■ **BRIEF A**
In the biography of Eduardo Alessandri below, what was the title of the thesis with which he graduated as a lawyer?
■ **BRIEF B**
Translate this sentence from the biography of Eduardo Alessandri into Spanish: "In 1966 he joined the newly founded National Party."
■ **BRIEF C**
Reproduce the portion of the biography of Eduardo Alessandri that begins at the words "He practiced law" and stops after the words "Committee of Industry.".

Member of the Chamber of Deputies
- In office 15 May 1941 – 15 May 1949
- Constituency: 13th Departmental Group
- In office 15 May 1937 – 15 May 1941
- Constituency: 3rd Departmental Group

Personal details
- Born: 23 January 1903 San Bernardo, Chile
- Died: 22 July 1973 (aged 70) Santiago, Chile
- Party: Liberal Party (1935–1965) National Party (1966–1973)
- Spouse(s): María Valdés Florencia Baraona
- Children: 2
- Parent(s): Arturo Alessandri Palma Rosa Rodríguez Velasco
- Relatives: Jorge Alessandri Rodríguez (brother)
- Education: University of Chile (LL.B)
- Occupation: politician
- Profession: Lawyer

= Eduardo Alessandri =

Chilean politician (1903–1973)

Eduardo Alessandri Rodríguez (23 January 1903 – 22 July 1973) was a Chilean lawyer and politician. A member of the Liberal Party, and later a founding member of the National Party, he served as Deputy (1937–1949) and Senator (1949–1957). He was the son of President Arturo Alessandri Palma and the brother of President Jorge Alessandri Rodríguez.

== Early life ==
Born in San Bernardo on 23 January 1903, he was the son of President Arturo Alessandri Palma and Rosa Ester Rodríguez Velasco. He studied at the Instituto Nacional and then at the University of Chile, graduating as a lawyer on 22 November 1926 with the thesis La Mora.

=== Marriages and children ===
He married María Angélica Valdés Aldunate, and later, in second marriage, Florencia Baraona Hausser. He had two children.

== Professional career ==
While still a student, he was appointed secretary of the Chilean Embassy that attended the Centenary of Brazil’s independence in 1922.
He practiced law in Santiago and also engaged in agriculture, managing his estate Los Castaños in Curicó.

== Political career ==
Alessandri joined the Liberal Party and was elected Deputy for the 3rd Departmental Group (Chañaral, Copiapó, Freirina, Huasco) (1937–1941), where he sat on the Permanent Committee of Industry.

He was reelected Deputy for the 13th Departmental Group (Cauquenes, Constitución, Chanco) (1941–1945), serving on the Finance Committee, and again for the 1945–1949 term, serving on the National Defense Committee.

In 1949 he was elected Senator for the 6th Provincial Group (Curicó, Talca, Maule and Linares), a position he held until 1957. During his tenure he served on the Permanent Committees on Mining and Industrial Development, and on Budget.

In 1966 he joined the newly founded National Party.

== Other activities ==
Alessandri was General Manager of the Compañía Azufrera Nacional, Director of Mademsa and Madeco, and served as Councillor of the Banco del Estado. He also managed the sulfur mines at Tacora. He was a member of the Club de La Unión.

== Death ==
After a long illness, Alessandri died in Santiago on 22 July 1973, aged 70. His funeral was attended by President Salvador Allende and numerous dignitaries. He was buried in the family vault at the Cementerio General de Santiago.

■ **EXTRACTED MATERIAL**

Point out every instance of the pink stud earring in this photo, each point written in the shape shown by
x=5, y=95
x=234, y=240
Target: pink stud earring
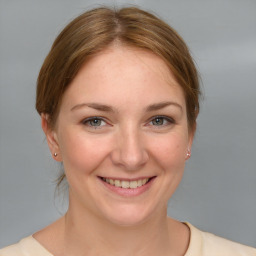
x=188, y=154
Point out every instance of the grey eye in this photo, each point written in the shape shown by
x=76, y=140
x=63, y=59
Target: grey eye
x=95, y=122
x=158, y=121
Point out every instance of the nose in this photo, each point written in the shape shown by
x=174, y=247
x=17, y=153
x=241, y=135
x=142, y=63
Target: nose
x=129, y=151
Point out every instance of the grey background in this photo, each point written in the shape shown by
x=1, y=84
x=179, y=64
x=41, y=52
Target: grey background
x=218, y=192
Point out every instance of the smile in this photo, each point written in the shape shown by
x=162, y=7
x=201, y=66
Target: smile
x=125, y=183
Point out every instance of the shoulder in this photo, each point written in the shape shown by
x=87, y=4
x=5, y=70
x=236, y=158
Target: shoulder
x=207, y=244
x=26, y=247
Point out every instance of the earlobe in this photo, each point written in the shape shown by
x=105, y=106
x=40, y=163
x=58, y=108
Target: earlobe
x=190, y=142
x=51, y=137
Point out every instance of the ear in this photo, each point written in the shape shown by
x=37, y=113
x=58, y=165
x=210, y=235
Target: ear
x=190, y=141
x=51, y=137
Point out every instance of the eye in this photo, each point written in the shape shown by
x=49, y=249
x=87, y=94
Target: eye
x=161, y=121
x=94, y=122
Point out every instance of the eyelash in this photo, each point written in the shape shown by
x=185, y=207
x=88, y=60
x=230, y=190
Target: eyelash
x=90, y=119
x=168, y=120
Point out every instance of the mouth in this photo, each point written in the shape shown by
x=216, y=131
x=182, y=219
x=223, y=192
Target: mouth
x=127, y=184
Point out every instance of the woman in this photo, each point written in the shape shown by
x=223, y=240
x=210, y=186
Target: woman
x=118, y=98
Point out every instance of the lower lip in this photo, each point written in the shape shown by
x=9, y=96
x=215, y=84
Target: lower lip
x=129, y=192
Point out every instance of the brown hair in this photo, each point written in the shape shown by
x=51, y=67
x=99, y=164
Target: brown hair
x=94, y=30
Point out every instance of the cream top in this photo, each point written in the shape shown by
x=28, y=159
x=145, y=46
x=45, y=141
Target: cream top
x=201, y=244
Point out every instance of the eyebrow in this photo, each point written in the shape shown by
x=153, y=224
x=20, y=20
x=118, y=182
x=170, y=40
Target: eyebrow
x=161, y=105
x=107, y=108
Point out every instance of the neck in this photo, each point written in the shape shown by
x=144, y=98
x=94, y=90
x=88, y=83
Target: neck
x=92, y=235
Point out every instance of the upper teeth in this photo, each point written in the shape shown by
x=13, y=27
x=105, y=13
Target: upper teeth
x=127, y=184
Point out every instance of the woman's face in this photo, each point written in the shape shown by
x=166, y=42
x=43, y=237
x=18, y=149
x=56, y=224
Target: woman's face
x=122, y=134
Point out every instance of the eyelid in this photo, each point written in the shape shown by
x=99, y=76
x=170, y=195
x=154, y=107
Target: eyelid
x=170, y=120
x=86, y=120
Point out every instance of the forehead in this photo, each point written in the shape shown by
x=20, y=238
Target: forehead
x=124, y=75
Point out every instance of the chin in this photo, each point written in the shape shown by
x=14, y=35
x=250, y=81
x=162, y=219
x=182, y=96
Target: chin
x=128, y=216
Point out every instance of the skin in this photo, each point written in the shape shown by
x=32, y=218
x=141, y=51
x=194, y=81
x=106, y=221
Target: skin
x=130, y=141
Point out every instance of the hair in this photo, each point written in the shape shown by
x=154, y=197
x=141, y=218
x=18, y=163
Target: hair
x=95, y=30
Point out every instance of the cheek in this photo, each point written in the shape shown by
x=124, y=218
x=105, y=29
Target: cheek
x=170, y=150
x=82, y=154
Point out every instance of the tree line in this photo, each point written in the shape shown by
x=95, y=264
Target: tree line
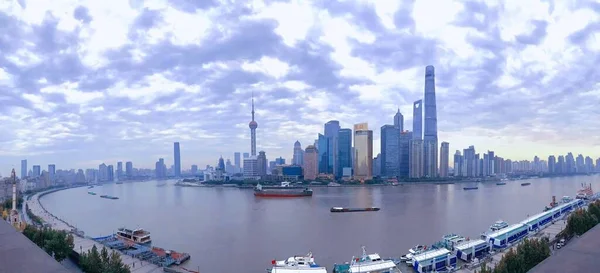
x=57, y=244
x=102, y=262
x=528, y=254
x=533, y=251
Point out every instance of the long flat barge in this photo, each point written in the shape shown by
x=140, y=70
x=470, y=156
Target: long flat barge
x=340, y=209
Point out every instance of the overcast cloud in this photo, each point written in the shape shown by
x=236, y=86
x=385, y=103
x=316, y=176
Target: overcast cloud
x=85, y=82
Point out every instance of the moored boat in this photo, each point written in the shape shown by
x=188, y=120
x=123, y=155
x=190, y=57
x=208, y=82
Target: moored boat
x=297, y=264
x=109, y=197
x=282, y=192
x=137, y=236
x=498, y=225
x=366, y=264
x=340, y=209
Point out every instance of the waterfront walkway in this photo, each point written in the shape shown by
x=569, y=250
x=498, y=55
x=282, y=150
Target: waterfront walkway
x=83, y=244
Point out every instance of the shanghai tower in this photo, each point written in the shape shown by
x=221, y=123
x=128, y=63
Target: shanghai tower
x=253, y=125
x=430, y=140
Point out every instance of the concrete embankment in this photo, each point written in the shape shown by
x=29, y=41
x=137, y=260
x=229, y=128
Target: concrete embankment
x=83, y=244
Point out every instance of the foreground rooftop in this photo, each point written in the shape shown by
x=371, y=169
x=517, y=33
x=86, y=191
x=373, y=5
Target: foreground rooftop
x=19, y=254
x=579, y=255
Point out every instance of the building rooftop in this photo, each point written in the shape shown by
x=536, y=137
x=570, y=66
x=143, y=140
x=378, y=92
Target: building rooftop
x=19, y=254
x=579, y=255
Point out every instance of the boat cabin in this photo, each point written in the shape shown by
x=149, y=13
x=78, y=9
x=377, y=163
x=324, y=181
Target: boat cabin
x=138, y=236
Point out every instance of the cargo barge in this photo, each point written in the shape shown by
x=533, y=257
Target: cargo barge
x=145, y=252
x=282, y=192
x=340, y=209
x=109, y=197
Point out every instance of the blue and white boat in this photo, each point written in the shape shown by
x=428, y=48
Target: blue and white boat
x=371, y=263
x=297, y=264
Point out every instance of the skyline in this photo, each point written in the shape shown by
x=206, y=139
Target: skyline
x=107, y=100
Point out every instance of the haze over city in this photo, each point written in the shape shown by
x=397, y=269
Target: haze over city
x=89, y=85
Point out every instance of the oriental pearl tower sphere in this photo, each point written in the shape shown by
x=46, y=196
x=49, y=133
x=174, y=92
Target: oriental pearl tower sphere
x=253, y=125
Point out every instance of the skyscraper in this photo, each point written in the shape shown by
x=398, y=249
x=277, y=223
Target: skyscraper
x=37, y=170
x=311, y=162
x=261, y=163
x=128, y=169
x=177, y=156
x=119, y=169
x=430, y=139
x=418, y=119
x=253, y=125
x=405, y=140
x=331, y=130
x=416, y=158
x=344, y=151
x=51, y=171
x=23, y=168
x=390, y=151
x=237, y=161
x=363, y=149
x=298, y=154
x=444, y=159
x=399, y=121
x=323, y=147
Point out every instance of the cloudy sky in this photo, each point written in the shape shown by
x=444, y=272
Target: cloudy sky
x=85, y=82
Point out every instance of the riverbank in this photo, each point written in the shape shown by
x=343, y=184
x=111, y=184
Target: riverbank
x=82, y=243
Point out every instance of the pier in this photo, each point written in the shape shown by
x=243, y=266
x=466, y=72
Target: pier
x=82, y=244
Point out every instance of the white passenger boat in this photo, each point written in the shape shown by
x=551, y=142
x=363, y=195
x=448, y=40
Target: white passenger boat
x=297, y=264
x=371, y=263
x=137, y=236
x=498, y=225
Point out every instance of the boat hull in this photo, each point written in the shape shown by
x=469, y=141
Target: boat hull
x=282, y=194
x=353, y=209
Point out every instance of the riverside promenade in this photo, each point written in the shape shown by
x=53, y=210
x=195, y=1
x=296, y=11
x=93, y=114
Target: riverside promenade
x=83, y=244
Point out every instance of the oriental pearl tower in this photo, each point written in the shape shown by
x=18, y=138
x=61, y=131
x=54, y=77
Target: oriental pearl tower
x=253, y=125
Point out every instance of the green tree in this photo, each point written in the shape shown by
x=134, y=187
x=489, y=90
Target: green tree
x=102, y=262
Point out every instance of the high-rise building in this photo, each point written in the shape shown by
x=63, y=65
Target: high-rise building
x=129, y=169
x=376, y=165
x=551, y=164
x=323, y=147
x=331, y=130
x=261, y=163
x=297, y=159
x=418, y=119
x=177, y=157
x=110, y=171
x=390, y=151
x=37, y=171
x=430, y=137
x=405, y=140
x=416, y=158
x=458, y=164
x=253, y=125
x=363, y=149
x=470, y=164
x=311, y=162
x=399, y=121
x=237, y=161
x=251, y=168
x=51, y=172
x=344, y=151
x=119, y=170
x=444, y=159
x=23, y=168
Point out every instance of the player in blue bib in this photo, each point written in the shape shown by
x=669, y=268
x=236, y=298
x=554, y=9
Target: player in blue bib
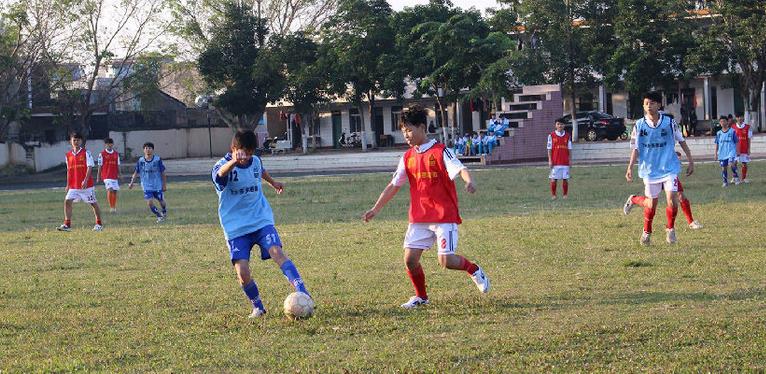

■ **TASK SOLUTION A**
La Mora

■ **TASK SOLUTION B**
En 1966 se unió al recién fundado Partido Nacional.

■ **TASK SOLUTION C**
He practiced law in Santiago and also engaged in agriculture, managing his estate Los Castaños in Curicó.

== Political career ==
Alessandri joined the Liberal Party and was elected Deputy for the 3rd Departmental Group (Chañaral, Copiapó, Freirina, Huasco) (1937–1941), where he sat on the Permanent Committee of Industry.